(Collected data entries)
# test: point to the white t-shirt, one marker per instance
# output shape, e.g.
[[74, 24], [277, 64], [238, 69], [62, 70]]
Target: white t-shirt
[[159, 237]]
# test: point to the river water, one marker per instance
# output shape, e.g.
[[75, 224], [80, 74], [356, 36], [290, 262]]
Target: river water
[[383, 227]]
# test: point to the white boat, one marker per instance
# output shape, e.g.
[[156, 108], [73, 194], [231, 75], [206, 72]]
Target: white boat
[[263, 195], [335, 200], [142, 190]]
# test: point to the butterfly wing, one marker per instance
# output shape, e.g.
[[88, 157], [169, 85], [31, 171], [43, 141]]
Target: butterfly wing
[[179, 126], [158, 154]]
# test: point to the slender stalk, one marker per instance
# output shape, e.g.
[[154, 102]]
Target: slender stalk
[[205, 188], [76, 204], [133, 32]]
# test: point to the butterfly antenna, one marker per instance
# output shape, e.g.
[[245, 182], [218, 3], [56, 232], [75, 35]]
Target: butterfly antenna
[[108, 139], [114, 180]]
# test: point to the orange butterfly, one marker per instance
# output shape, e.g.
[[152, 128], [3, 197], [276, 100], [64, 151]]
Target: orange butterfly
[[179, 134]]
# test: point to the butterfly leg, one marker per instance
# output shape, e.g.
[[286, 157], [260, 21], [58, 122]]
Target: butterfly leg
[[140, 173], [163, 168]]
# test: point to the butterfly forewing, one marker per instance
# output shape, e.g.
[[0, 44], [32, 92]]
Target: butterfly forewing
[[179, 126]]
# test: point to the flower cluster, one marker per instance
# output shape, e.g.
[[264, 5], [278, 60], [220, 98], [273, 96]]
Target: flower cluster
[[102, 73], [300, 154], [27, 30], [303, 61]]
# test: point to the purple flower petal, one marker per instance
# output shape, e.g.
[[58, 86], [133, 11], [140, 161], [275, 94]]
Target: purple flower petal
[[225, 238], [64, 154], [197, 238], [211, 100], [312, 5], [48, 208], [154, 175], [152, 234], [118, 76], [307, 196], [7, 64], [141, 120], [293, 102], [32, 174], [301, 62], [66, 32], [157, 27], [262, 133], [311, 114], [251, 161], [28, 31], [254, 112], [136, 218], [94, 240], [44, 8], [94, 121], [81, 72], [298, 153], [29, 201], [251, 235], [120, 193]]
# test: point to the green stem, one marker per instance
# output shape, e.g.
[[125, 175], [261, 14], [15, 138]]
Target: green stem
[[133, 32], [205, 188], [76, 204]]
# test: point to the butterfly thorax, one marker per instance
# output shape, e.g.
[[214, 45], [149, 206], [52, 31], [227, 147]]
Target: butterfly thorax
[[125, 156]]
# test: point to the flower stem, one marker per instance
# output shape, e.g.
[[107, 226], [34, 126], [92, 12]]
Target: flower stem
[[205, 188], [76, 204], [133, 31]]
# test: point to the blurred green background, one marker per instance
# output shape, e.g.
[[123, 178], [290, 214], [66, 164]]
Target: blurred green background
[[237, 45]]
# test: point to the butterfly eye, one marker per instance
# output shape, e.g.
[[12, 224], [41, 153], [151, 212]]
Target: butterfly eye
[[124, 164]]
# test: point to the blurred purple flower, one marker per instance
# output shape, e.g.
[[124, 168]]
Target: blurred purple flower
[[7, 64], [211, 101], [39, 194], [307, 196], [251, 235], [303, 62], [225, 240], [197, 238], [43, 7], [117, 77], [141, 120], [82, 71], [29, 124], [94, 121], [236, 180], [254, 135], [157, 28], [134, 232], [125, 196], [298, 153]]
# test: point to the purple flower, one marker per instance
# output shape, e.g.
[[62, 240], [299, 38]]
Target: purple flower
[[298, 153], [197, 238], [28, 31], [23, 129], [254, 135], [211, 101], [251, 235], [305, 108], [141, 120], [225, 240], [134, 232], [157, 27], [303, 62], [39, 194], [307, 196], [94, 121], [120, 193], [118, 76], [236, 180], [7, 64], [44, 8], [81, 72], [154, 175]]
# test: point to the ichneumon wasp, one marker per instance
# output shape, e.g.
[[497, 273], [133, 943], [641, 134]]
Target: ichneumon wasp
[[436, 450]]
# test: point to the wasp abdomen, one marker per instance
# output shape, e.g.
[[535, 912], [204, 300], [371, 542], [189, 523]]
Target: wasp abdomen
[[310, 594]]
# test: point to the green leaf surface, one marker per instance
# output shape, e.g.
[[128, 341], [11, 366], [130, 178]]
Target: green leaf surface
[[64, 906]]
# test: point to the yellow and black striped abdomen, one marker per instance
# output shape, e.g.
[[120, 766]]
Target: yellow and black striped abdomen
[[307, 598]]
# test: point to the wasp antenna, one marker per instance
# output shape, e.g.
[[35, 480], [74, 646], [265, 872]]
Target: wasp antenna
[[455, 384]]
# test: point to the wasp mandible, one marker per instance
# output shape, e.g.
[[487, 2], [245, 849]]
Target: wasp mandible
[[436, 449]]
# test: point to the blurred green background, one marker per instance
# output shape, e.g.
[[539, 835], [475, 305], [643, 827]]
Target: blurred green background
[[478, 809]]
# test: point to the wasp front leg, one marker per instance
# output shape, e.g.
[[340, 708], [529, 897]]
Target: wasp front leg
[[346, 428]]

PROBLEM ▸ Reproduce every line of the material above verbatim.

RESULT OF THIS EXERCISE ▸
# test: point to the white t-shirt, one marker per instance
# output shape, e.g.
[[74, 24], [277, 64], [238, 69], [62, 70]]
Target: white t-shirt
[[159, 237]]
# test: point to the river water, one marker per instance
# output shape, e.g.
[[75, 224], [80, 74], [356, 36], [290, 262]]
Target: river water
[[383, 227]]
# test: point to the white boat, one marker per instance
# output shape, e.g.
[[156, 108], [73, 194], [231, 75], [206, 72]]
Target: white boat
[[263, 195], [335, 200], [142, 190]]
# test: point to the butterfly wing, one marker per instance
# output shape, e.g.
[[88, 157], [169, 85], [31, 171], [43, 141]]
Target: butterfly wing
[[179, 126], [158, 154]]
# test: point to the slender stalk, one marker per instance
# output shape, e.g.
[[154, 102]]
Target: slender stalk
[[205, 188], [76, 204], [133, 32]]
# test: point to the butterfly antenna, one marker per instance
# output shape, e.g.
[[245, 182], [218, 3], [56, 232], [75, 35]]
Target: butterfly antenna
[[108, 139], [114, 180]]
# test: point to the orange butterfly, one marker per instance
# output shape, e.g.
[[152, 128], [3, 197], [276, 100], [64, 151]]
Target: orange butterfly
[[179, 134]]
# test: point to the butterfly leg, one marker per instance
# output shape, e.g.
[[286, 157], [260, 21], [58, 122]]
Target: butterfly leg
[[140, 173], [163, 168]]
# test: point to the butterfly forewing, one marker per instance
# output shape, e.g.
[[0, 44], [32, 92]]
Target: butterfly forewing
[[179, 126]]
# test: point to the flower cluster, one marker per instance
# output shape, e.g.
[[264, 5], [278, 60], [220, 98], [273, 96]]
Target: flower cluster
[[102, 73], [300, 154], [27, 30], [303, 61]]
# test: point to the purple flower petal, one marker per instance
# output shape, e.g.
[[58, 86], [133, 11], [140, 161], [275, 94]]
Target: purple flower petal
[[225, 238], [64, 154], [197, 238], [211, 100], [312, 5], [48, 208], [154, 175], [152, 234], [118, 76], [307, 196], [7, 64], [141, 120], [293, 102], [32, 174], [301, 62], [66, 32], [157, 27], [262, 133], [311, 114], [251, 161], [28, 31], [254, 112], [136, 218], [94, 240], [44, 8], [94, 121], [81, 72], [298, 153], [29, 201], [251, 235], [120, 193]]
# test: point to the green stem, one marker per instance
# output shape, e.g.
[[125, 175], [261, 14], [15, 138]]
Target: green stem
[[133, 32], [205, 188], [76, 204]]
# test: point to the butterfly thorax, one marker per instance
# output shape, e.g.
[[214, 45], [149, 206], [52, 31], [227, 147]]
Target: butterfly thorax
[[125, 156]]
# test: point to the flower stem, one marker per instance
# output shape, e.g.
[[107, 226], [34, 126], [92, 12]]
Target: flower stem
[[205, 188], [76, 204], [133, 31]]
# test: point to the blurred green background, one marker per instance
# output shape, e.g.
[[123, 178], [290, 214], [66, 164]]
Target: blurred green background
[[237, 45]]
# test: point to the butterfly eye, one marker per instance
# output shape, e.g.
[[12, 224], [41, 153], [151, 212]]
Target: butterfly eye
[[124, 164]]
# test: point to the blurred purple flower, one marker per instance
# output shape, e.g.
[[124, 168]]
Target: blurred purple flower
[[7, 64], [211, 101], [39, 194], [307, 196], [251, 235], [303, 62], [225, 240], [197, 238], [43, 7], [117, 77], [141, 120], [82, 71], [29, 124], [94, 121], [236, 180], [254, 135], [157, 28], [134, 232], [125, 196], [298, 153]]
# test: point to the purple flower, one marker per instance
# output shape, e.g.
[[62, 240], [299, 38]]
Target: purple flower
[[298, 153], [197, 238], [28, 31], [23, 129], [254, 135], [211, 101], [251, 235], [305, 108], [141, 120], [225, 240], [134, 232], [157, 27], [303, 62], [39, 194], [307, 196], [94, 121], [120, 193], [118, 76], [236, 180], [7, 64], [44, 8], [81, 72], [154, 175]]
# test: point to the ichneumon wasp, one marker per instance
# output shape, e.g.
[[497, 273], [133, 943], [641, 134]]
Target: ichneumon wasp
[[436, 450]]
# test: point to the wasp abdomen, one marker per instance
# output shape, e.g.
[[535, 912], [204, 300], [371, 542], [189, 523]]
Target: wasp abdomen
[[310, 594]]
# test: point to the green leaf surface, one marker per instance
# output shape, e.g.
[[128, 341], [11, 366], [130, 178]]
Target: green leaf surface
[[64, 906]]
# test: point to the yellow and black striped abdomen, one marker per instance
# output shape, e.g.
[[120, 766]]
Target: yellow and black striped abdomen
[[307, 598]]
# test: point to the wasp antenna, one marker per instance
# output shape, e.g.
[[35, 480], [74, 646], [265, 872]]
Target: wasp antenna
[[455, 384]]
# test: point to the wasp mandible, one marker per instance
# output shape, e.g.
[[487, 2], [245, 849]]
Target: wasp mandible
[[436, 449]]
# test: point to the blurred green background, one marker per instance
# output shape, e.g.
[[539, 835], [475, 305], [643, 827]]
Target: blurred green background
[[478, 809]]
# test: point to the wasp front leg, one marker per instance
# output shape, e.g.
[[340, 708], [529, 897]]
Target: wasp front leg
[[346, 428]]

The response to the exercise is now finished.